··· DATOS DISPONIBLES ···

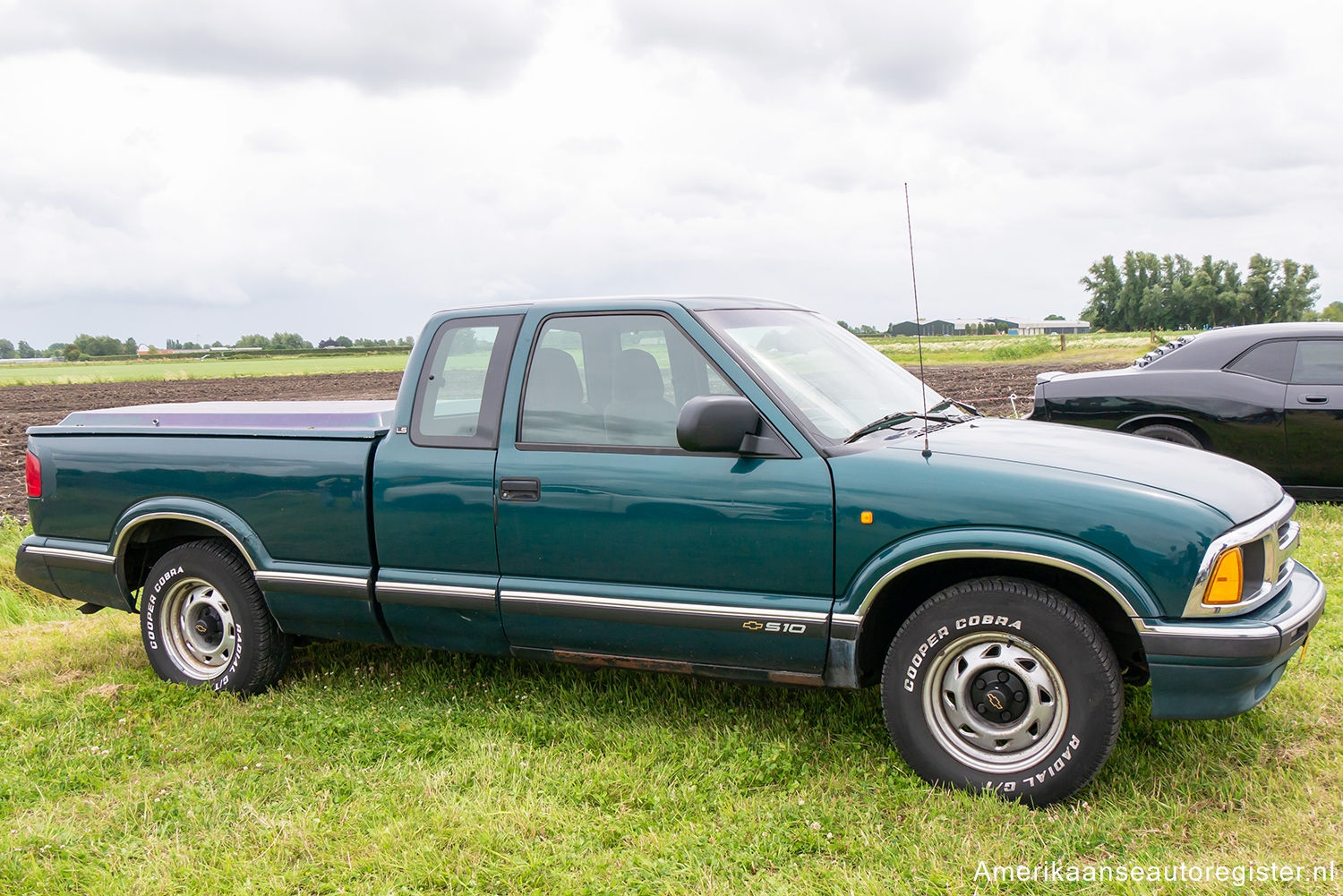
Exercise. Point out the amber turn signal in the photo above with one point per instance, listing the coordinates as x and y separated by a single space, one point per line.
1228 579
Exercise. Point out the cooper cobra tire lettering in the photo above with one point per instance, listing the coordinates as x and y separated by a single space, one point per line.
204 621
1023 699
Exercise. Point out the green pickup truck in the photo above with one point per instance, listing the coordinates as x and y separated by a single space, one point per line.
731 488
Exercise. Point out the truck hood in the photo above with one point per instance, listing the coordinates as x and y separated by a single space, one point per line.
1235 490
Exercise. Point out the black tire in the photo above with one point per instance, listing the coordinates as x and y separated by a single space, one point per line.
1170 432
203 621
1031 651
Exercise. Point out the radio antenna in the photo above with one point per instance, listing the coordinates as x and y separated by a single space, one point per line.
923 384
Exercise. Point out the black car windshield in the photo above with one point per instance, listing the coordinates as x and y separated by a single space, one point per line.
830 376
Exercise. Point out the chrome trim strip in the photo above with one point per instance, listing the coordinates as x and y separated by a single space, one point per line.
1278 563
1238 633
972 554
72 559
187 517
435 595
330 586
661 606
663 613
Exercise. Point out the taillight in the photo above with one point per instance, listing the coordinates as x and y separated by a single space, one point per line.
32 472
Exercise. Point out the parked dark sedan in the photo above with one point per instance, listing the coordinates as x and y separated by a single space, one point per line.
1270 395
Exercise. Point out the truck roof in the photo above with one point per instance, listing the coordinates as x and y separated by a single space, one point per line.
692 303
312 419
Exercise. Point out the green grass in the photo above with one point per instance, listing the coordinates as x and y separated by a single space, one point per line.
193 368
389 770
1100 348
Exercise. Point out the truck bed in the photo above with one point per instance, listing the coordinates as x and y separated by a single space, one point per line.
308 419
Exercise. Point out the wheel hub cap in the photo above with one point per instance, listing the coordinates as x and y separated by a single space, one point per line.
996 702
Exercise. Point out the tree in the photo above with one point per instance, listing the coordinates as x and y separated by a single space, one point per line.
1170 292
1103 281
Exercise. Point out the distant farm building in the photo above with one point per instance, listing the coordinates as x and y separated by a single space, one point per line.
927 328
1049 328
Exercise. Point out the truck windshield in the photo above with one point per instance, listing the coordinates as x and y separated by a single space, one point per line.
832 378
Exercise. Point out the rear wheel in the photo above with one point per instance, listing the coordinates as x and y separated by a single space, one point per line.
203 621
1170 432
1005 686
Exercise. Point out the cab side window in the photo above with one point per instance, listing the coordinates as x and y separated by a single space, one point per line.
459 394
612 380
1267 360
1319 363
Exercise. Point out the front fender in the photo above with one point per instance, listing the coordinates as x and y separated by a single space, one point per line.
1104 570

···
··· DATOS DISPONIBLES ···

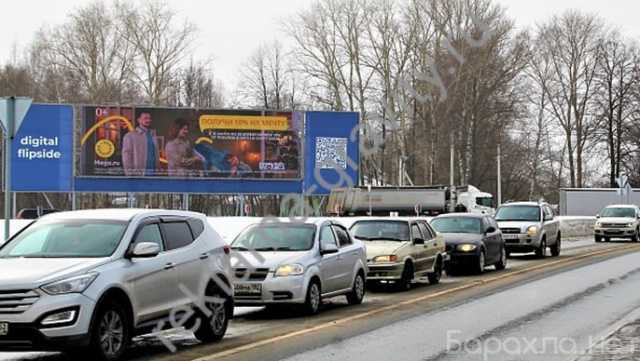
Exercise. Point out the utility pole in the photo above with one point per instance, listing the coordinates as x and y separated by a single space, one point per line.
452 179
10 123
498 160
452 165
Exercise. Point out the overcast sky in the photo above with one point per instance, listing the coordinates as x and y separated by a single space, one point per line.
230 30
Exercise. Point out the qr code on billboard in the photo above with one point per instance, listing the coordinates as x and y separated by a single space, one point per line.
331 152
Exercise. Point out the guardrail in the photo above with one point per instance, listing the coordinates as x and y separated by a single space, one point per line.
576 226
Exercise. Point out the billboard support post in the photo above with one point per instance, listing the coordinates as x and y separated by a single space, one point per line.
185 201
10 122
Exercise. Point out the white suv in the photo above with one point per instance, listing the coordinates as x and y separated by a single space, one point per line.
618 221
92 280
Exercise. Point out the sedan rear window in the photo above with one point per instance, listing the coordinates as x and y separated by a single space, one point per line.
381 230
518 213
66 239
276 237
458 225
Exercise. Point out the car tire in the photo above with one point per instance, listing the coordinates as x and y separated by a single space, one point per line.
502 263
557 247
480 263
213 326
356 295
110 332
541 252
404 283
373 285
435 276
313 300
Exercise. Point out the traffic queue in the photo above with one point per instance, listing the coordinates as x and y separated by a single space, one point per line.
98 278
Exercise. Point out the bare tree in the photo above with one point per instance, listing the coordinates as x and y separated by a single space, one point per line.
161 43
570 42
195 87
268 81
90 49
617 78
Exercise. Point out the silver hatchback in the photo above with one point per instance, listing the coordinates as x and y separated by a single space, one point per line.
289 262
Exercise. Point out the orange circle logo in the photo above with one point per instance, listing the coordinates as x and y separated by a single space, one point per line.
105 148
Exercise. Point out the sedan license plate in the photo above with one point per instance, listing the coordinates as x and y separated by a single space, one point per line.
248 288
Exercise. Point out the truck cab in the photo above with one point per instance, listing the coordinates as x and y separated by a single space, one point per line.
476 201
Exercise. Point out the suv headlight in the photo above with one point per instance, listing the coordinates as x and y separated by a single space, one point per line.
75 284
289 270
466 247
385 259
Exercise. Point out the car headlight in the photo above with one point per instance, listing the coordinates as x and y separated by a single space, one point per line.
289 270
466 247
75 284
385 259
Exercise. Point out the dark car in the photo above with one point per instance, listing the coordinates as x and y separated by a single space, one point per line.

···

Selecciona todas las líneas de los registros en las que aparezca la palabra "window" y cópialas.

Exercise. Point out the cab side window in the photo above with one point per instance, listing the coordinates as x and y separated by a single space, one point per line.
Exercise. Point out the sedan rear window in the photo above with one point per instance, listing the coordinates as x and y separated by a single space, one point per line.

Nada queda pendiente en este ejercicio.